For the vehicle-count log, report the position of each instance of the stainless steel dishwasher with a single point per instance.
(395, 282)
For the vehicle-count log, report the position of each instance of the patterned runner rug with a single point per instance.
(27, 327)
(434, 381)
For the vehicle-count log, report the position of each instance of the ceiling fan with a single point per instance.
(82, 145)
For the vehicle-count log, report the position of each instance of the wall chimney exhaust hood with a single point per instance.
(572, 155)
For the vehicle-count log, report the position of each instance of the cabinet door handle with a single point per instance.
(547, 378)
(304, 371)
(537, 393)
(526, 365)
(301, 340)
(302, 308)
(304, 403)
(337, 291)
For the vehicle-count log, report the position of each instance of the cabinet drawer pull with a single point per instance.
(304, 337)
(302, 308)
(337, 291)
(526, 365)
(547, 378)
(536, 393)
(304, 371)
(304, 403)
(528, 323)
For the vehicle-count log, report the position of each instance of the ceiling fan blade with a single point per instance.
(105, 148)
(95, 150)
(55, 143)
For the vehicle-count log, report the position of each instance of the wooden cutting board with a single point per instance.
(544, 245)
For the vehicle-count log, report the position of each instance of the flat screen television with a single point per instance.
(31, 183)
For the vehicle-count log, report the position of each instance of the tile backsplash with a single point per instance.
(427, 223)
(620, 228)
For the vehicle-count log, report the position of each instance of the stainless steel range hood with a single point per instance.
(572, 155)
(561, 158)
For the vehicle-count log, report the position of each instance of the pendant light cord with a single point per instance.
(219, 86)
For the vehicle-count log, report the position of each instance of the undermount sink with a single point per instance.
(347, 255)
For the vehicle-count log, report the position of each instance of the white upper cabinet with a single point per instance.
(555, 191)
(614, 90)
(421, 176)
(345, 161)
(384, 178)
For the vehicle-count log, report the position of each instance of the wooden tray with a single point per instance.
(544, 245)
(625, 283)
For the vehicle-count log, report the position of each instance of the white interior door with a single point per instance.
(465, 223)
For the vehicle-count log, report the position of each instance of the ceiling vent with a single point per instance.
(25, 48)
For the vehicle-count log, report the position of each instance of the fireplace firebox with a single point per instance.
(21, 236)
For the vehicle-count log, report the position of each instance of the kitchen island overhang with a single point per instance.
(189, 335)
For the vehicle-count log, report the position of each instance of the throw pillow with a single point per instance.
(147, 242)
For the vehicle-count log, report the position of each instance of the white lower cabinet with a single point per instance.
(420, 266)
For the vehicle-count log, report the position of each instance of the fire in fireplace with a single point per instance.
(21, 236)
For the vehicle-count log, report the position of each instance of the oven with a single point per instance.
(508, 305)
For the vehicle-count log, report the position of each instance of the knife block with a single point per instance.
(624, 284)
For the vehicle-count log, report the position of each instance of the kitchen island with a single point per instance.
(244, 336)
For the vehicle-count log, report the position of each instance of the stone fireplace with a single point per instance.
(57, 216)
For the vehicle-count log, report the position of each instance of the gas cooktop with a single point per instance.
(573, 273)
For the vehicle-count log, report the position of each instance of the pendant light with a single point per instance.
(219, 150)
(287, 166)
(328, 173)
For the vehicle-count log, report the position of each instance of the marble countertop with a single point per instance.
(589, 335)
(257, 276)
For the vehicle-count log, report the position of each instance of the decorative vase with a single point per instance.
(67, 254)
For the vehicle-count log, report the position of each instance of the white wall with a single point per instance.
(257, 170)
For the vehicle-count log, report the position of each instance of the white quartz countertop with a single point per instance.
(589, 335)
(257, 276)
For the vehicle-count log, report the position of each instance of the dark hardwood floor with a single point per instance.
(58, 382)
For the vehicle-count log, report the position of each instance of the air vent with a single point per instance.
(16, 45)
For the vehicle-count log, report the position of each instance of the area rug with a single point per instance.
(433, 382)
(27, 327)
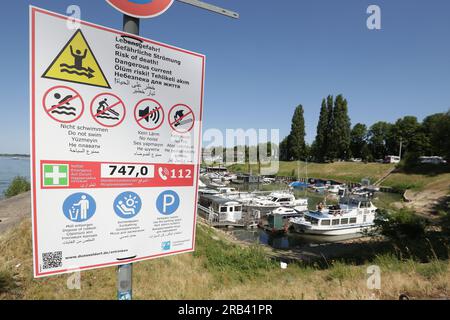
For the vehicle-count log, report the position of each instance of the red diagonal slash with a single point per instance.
(179, 120)
(109, 108)
(148, 114)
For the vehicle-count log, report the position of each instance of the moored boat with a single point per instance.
(352, 215)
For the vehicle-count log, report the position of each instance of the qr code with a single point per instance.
(52, 260)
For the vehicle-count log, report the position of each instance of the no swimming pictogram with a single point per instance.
(108, 110)
(77, 63)
(63, 104)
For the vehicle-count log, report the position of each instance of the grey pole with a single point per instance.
(125, 271)
(131, 24)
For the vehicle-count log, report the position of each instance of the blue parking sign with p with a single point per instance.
(168, 202)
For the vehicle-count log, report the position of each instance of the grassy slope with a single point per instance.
(219, 269)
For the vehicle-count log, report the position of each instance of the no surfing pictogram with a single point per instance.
(108, 110)
(181, 118)
(63, 104)
(149, 114)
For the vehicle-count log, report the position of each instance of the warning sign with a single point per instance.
(63, 104)
(149, 114)
(108, 110)
(114, 176)
(181, 118)
(76, 63)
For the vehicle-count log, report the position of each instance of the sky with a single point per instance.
(275, 57)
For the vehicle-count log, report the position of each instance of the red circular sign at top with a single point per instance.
(141, 8)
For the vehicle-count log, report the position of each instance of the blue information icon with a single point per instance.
(127, 205)
(79, 207)
(168, 202)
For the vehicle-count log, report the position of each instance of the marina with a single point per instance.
(287, 214)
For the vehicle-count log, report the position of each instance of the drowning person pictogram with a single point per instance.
(77, 63)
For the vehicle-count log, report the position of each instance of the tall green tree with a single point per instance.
(408, 131)
(331, 148)
(284, 150)
(358, 141)
(296, 140)
(320, 145)
(377, 138)
(341, 129)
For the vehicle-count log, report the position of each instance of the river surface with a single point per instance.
(10, 168)
(291, 240)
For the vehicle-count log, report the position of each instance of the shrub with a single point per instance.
(18, 185)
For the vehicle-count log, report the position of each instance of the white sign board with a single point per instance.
(115, 145)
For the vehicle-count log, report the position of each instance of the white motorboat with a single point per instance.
(219, 209)
(352, 215)
(275, 200)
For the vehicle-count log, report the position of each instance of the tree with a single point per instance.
(341, 129)
(408, 131)
(377, 138)
(358, 141)
(284, 150)
(437, 129)
(330, 146)
(296, 140)
(321, 143)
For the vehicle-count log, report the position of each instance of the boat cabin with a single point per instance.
(222, 208)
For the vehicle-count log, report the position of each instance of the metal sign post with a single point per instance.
(125, 271)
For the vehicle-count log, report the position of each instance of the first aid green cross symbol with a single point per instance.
(56, 175)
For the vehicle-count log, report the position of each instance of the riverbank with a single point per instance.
(222, 269)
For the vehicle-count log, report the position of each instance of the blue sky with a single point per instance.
(259, 68)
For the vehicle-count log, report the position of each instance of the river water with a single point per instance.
(10, 168)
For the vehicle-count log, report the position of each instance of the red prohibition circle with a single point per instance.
(77, 96)
(121, 103)
(139, 119)
(191, 112)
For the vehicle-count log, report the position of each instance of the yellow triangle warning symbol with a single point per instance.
(77, 63)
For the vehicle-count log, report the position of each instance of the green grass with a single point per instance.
(432, 269)
(220, 269)
(228, 261)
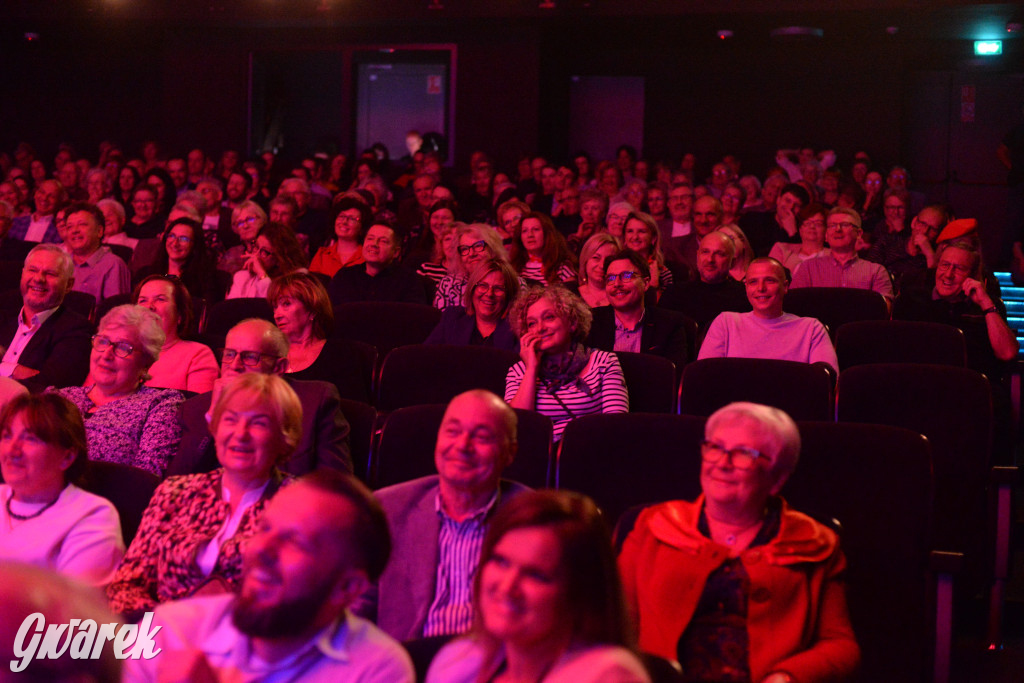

——

Exercise: Count how many lines of the items above contain the word "fireplace", with case counting, and give only the number.

Solution to this task: 3